» **WHAT THE EXERCISE ASKS**: Write out everything from the line containing "Automation agent log: The next step is to locate the blue" down to the line containing "[[574, 74, 629, 130], [486, 0, 716, 221]]", both included, keeping the item wording unchanged and raising every bounding-box coordinate in the answers by 68.
######
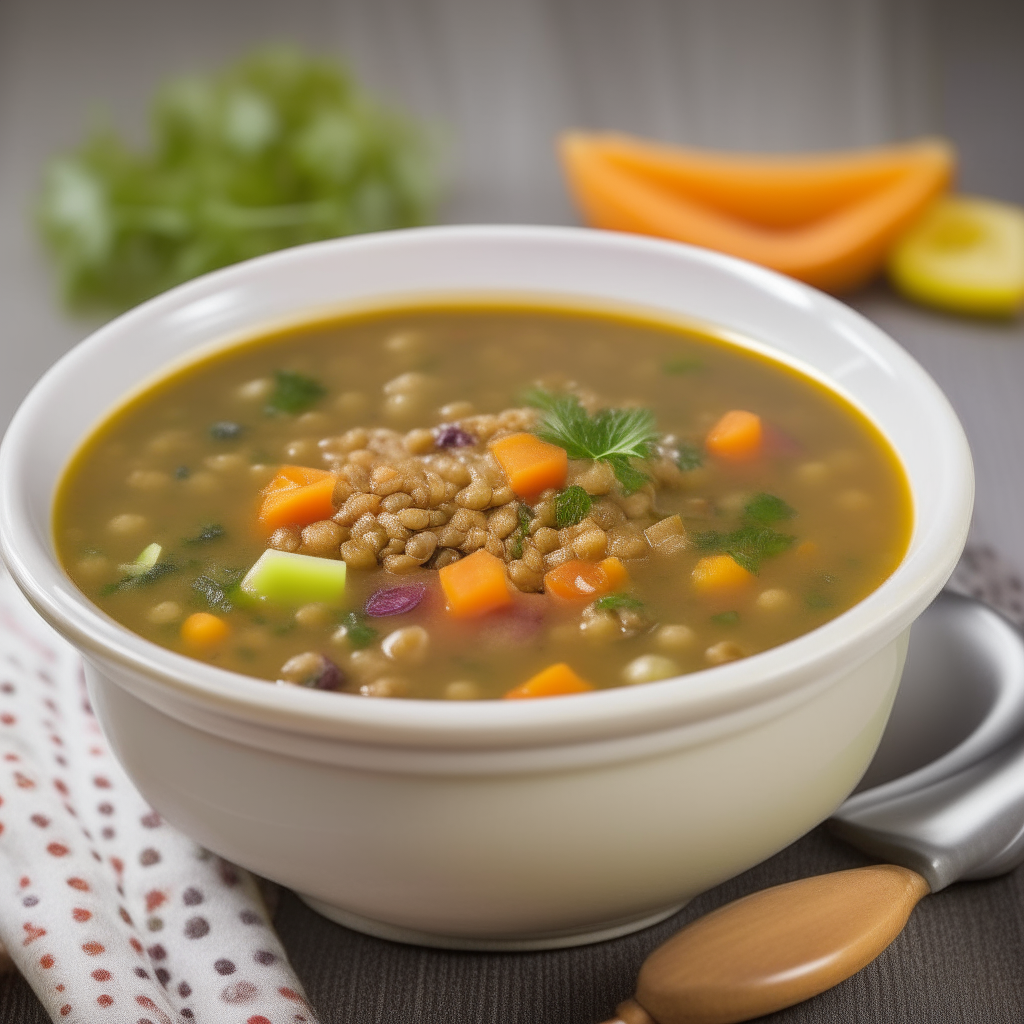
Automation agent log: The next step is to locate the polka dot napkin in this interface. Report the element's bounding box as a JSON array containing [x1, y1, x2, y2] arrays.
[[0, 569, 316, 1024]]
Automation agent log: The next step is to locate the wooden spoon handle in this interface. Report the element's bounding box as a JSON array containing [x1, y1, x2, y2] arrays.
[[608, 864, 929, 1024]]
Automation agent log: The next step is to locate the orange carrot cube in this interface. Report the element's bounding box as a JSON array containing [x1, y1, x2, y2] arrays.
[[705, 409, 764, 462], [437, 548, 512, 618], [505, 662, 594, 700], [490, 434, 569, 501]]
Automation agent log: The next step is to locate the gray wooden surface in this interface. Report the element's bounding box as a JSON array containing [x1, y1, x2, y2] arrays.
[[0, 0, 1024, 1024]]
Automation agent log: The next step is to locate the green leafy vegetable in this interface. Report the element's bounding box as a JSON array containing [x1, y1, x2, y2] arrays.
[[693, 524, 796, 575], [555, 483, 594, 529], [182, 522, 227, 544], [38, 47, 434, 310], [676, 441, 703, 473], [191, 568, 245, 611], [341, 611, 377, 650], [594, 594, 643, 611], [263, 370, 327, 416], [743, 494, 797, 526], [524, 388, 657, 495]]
######
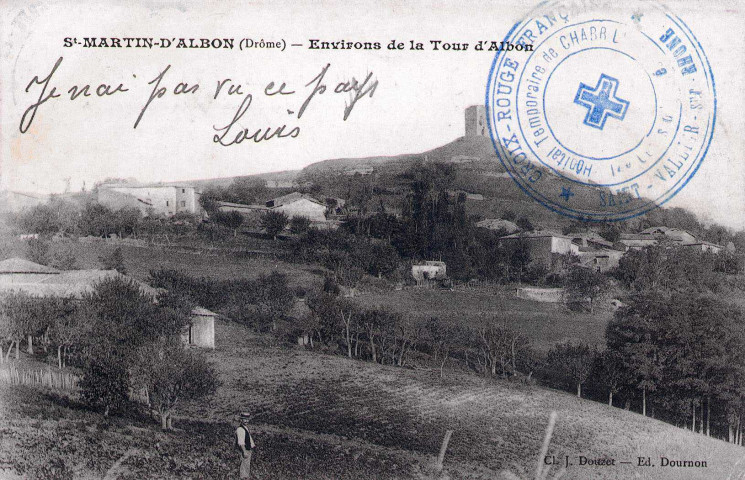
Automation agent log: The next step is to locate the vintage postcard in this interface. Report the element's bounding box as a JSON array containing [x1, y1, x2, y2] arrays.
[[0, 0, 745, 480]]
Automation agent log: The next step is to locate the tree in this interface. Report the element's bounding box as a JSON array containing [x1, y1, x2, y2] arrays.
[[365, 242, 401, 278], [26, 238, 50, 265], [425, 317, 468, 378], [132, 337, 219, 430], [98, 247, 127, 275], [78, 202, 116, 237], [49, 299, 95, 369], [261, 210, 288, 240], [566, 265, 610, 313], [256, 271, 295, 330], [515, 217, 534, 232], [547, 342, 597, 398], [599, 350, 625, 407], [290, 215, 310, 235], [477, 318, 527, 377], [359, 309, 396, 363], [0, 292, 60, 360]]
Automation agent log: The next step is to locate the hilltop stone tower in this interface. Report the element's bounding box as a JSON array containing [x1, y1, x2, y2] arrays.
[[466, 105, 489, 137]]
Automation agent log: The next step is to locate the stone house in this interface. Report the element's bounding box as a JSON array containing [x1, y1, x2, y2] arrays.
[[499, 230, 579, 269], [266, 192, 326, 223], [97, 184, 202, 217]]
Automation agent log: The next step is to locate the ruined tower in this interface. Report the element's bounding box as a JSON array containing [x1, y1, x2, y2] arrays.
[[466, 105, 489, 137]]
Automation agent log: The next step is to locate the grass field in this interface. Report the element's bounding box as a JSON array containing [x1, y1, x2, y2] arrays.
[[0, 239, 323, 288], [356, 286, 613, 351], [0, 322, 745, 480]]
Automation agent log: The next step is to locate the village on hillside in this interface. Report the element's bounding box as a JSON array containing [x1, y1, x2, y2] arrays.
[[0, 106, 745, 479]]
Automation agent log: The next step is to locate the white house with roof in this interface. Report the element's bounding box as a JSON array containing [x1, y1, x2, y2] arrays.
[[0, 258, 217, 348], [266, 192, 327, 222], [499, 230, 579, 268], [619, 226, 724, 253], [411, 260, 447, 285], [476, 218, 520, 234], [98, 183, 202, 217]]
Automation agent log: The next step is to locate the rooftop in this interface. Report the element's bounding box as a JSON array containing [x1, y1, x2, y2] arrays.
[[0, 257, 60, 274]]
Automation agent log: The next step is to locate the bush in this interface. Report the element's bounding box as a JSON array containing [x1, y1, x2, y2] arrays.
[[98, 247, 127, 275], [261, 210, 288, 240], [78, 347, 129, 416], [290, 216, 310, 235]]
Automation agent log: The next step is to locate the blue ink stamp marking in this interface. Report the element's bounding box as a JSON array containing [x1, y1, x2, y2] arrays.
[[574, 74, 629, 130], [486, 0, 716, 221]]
######
» **TASK RESPONSE**:
Automation agent log: The next step is to locate the blue ink stamp marking in this interface. Report the element's bounding box as a JSON array containing [x1, y1, x2, y2] arrays.
[[642, 142, 697, 198], [554, 68, 784, 289]]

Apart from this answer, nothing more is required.